→ REQUEST
Extract the complete data exactly as given.
---+---
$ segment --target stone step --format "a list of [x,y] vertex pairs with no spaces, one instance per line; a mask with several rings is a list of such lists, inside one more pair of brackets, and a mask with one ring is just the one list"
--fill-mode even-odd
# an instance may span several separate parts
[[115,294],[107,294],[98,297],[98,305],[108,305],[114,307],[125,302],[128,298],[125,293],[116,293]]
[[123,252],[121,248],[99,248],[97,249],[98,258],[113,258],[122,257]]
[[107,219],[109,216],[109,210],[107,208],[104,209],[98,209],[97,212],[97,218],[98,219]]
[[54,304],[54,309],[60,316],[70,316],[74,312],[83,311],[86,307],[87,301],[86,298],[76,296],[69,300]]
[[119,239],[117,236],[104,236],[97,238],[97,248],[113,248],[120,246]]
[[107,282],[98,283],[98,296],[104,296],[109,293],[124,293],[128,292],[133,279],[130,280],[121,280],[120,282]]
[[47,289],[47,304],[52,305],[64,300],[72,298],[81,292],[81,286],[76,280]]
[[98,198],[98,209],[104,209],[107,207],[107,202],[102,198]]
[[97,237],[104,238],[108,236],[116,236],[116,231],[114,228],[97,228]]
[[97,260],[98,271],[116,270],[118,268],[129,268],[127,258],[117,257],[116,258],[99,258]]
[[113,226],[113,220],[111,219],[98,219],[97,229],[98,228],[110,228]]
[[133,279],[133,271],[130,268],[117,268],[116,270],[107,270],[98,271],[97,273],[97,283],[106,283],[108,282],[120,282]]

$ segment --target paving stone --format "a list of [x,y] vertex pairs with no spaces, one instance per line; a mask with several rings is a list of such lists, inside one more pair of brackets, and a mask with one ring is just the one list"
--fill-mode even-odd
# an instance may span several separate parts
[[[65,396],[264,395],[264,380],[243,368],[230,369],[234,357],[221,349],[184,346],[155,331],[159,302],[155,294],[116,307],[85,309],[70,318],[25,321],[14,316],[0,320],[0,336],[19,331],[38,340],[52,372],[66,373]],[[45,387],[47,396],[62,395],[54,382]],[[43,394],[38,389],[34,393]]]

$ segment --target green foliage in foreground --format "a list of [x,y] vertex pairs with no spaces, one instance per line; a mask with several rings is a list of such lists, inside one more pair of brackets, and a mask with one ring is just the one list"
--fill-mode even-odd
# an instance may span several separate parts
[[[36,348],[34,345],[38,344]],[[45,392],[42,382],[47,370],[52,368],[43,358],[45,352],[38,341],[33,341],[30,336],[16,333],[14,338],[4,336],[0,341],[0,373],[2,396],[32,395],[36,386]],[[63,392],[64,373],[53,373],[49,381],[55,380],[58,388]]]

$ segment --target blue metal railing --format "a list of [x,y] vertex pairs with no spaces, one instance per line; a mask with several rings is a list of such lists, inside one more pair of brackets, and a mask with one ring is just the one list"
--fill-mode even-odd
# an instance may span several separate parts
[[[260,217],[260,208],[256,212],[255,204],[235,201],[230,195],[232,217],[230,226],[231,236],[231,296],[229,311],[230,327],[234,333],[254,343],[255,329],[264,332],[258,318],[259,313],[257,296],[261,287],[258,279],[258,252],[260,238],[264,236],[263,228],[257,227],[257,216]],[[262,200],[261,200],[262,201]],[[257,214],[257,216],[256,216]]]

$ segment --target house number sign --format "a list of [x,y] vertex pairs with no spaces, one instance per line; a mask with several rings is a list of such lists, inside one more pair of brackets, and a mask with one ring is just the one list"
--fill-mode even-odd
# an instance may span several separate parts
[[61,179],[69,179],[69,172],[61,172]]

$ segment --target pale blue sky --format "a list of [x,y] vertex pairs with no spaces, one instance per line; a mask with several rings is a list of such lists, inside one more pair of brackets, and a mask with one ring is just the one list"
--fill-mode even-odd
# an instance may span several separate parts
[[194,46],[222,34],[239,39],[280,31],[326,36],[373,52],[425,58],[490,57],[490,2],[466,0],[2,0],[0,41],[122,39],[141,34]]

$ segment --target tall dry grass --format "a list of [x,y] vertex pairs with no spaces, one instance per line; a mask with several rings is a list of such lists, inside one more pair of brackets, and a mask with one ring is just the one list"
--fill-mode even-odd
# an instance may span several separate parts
---+---
→ RESULT OF THIS TASK
$ segment --target stone step --format "a list of [x,y] vertex pairs with no spaces, one instance per line; a mask with several rings is a list of such lists, inside one more pair of brackets, and a mask with one ring is just the one list"
--fill-mode even-odd
# an instance may span several separate parts
[[115,294],[107,294],[98,297],[98,305],[108,305],[114,307],[125,302],[128,298],[125,293],[116,293]]
[[123,252],[121,248],[99,248],[97,249],[98,258],[113,258],[122,257]]
[[107,219],[109,216],[109,210],[107,208],[104,209],[98,209],[97,212],[97,218],[98,219]]
[[54,304],[54,309],[60,316],[70,316],[74,312],[83,311],[86,307],[87,301],[86,298],[76,296],[69,300]]
[[119,239],[117,236],[104,236],[97,238],[97,248],[113,248],[120,246]]
[[107,282],[98,283],[98,296],[104,296],[109,293],[124,293],[128,292],[133,279],[130,280],[121,280],[120,282]]
[[47,289],[47,304],[52,305],[64,300],[72,298],[81,292],[81,286],[76,280]]
[[98,198],[98,209],[104,209],[107,207],[107,202],[102,198]]
[[97,237],[104,238],[108,236],[116,236],[116,231],[114,228],[97,228]]
[[97,260],[98,271],[116,270],[118,268],[129,268],[127,258],[117,257],[116,258],[99,258]]
[[113,226],[113,220],[111,219],[98,219],[97,229],[98,228],[110,228]]
[[133,279],[133,271],[130,268],[117,268],[116,270],[107,270],[98,271],[97,273],[97,283],[106,283],[108,282],[120,282]]

$ segment --target paving stone --format "a list of [x,y] vertex pairs with no spaces, one instance per line; a mask with several rings is a list of such lists, inside one more pair of brackets, and a mask with one ring is just the one list"
--fill-mode even-odd
# an instance may span several separate parts
[[[65,396],[264,395],[264,380],[243,368],[230,369],[234,357],[221,349],[184,346],[155,331],[159,302],[155,294],[116,307],[85,309],[70,318],[25,321],[14,316],[0,320],[0,336],[19,331],[38,340],[52,372],[66,373]],[[45,387],[47,396],[62,395],[54,382]],[[43,394],[38,389],[34,393]]]

$ segment --target green foliage in foreground --format "a list of [x,y] vertex pairs with no spaces, one instance per line; a mask with several rings is a list of such lists, inside one more pair of brackets, and a mask with one ring is just the one list"
--fill-mode even-odd
# an instance may span several separate parts
[[[36,348],[34,345],[38,344]],[[45,392],[42,382],[47,370],[52,368],[43,358],[45,352],[38,341],[33,341],[30,336],[16,333],[14,338],[4,336],[0,341],[0,373],[2,396],[32,395],[36,386]],[[63,392],[64,373],[53,373],[49,381],[55,380],[58,388]]]

$ segment --target blue metal railing --format "a list of [x,y] vertex pairs with no spaces, one instance per line; a mask with several rings is a list of such lists, inside one more pair of brackets, and a mask with one ring is just the one list"
--fill-mode even-odd
# an instance may span several separate parts
[[[260,217],[260,208],[256,212],[255,204],[235,201],[230,195],[232,217],[230,226],[231,236],[231,296],[229,311],[230,327],[234,333],[254,343],[255,329],[264,332],[258,318],[259,313],[257,296],[261,287],[258,279],[258,252],[260,238],[264,236],[263,228],[257,227],[257,216]],[[262,200],[261,200],[262,201]],[[257,214],[257,216],[256,216]]]

$ segment --target house number sign --format "a list of [x,y] vertex pairs with no spaces, one instance per line; a mask with several rings is a list of such lists, inside one more pair of brackets, and a mask with one ring is just the one list"
--fill-mode even-odd
# an instance may span several separate parts
[[61,179],[69,179],[69,172],[61,172]]

$ segment --target pale blue sky --format "a list of [x,y] vertex pairs with no spaces, one instance per line; a mask with several rings is a list of such lists, inside one more pair of brackets, and a mask with one ring is just the one list"
--fill-mode even-odd
# an instance may span several separate parts
[[194,46],[222,34],[239,39],[280,31],[326,36],[373,52],[425,58],[490,57],[490,2],[466,0],[2,0],[0,41],[122,39],[141,34]]

$ segment --target tall dry grass --format "a list of [x,y] vertex pairs with no spaces, one instance per line; a mask with several rings is a list of such lists, inside one more pair of brackets, and a mask with one ring is just the one list"
--fill-mode even-odd
# an instance may span several separate parts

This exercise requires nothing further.